◆ THE TASK:
Reproduce the lines below, changing every "instance" to "occurrence" and keeping all other text the same.

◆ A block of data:
==================================================
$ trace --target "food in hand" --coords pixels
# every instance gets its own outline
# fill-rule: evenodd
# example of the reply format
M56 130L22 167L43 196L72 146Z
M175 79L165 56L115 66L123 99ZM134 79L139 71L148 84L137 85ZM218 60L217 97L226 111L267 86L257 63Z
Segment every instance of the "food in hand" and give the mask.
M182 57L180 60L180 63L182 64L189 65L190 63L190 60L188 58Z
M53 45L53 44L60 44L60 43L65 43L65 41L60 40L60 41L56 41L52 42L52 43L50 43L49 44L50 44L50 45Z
==================================================
◆ COMPLETED TASK:
$ trace --target "food in hand" --coords pixels
# every occurrence gets its own outline
# fill-rule: evenodd
# example of the reply format
M56 130L22 167L43 196L72 146Z
M175 79L165 56L115 66L123 99ZM134 79L139 71L148 84L137 85ZM218 60L217 97L226 111L267 86L257 63Z
Segment every occurrence of the "food in hand" and give the mask.
M182 57L180 60L180 63L182 64L189 65L190 63L190 60L188 58Z
M53 45L53 44L60 44L60 43L65 43L65 41L60 40L60 41L56 41L52 42L52 43L50 43L49 44L50 44L50 45Z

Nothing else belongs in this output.